*Information supplied*

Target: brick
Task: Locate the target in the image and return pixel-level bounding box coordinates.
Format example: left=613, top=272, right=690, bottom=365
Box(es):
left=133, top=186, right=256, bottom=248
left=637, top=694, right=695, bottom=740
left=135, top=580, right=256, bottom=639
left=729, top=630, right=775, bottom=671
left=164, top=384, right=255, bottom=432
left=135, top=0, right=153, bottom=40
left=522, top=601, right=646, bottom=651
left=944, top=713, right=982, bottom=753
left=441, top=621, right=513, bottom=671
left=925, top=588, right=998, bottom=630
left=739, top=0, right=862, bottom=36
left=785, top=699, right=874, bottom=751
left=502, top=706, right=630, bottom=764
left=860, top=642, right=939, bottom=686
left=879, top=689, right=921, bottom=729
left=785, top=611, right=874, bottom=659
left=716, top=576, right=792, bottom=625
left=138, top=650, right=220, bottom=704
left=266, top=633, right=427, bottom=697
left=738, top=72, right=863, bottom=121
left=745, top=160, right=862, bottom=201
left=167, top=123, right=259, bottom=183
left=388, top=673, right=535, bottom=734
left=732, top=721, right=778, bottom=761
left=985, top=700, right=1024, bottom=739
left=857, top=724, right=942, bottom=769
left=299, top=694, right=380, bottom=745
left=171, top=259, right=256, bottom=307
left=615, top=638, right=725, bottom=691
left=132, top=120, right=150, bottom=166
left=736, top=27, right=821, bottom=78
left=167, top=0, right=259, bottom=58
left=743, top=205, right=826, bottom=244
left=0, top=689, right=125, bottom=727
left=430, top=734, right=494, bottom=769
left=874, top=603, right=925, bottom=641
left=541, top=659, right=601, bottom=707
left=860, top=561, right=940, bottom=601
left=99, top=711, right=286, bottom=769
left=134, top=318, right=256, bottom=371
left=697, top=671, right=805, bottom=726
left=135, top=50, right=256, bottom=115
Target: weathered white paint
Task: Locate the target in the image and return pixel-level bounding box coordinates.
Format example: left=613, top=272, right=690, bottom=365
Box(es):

*Stated task*
Write out everything from the start of the listing down to the line containing "left=716, top=576, right=792, bottom=625", swapping "brick" for "stone" and keeping all else unchanged.

*Full response*
Target: stone
Task: Locate the target in the image and return pixel-level bounding box coordinates.
Format example: left=613, top=272, right=690, bottom=365
Box(es):
left=133, top=186, right=256, bottom=248
left=637, top=694, right=695, bottom=740
left=135, top=580, right=256, bottom=639
left=729, top=630, right=775, bottom=671
left=164, top=384, right=255, bottom=432
left=135, top=0, right=153, bottom=40
left=522, top=601, right=646, bottom=651
left=944, top=713, right=982, bottom=753
left=441, top=621, right=513, bottom=671
left=925, top=588, right=998, bottom=630
left=739, top=0, right=862, bottom=36
left=785, top=699, right=874, bottom=751
left=502, top=706, right=630, bottom=764
left=860, top=642, right=939, bottom=686
left=879, top=689, right=921, bottom=729
left=785, top=611, right=874, bottom=659
left=716, top=576, right=792, bottom=625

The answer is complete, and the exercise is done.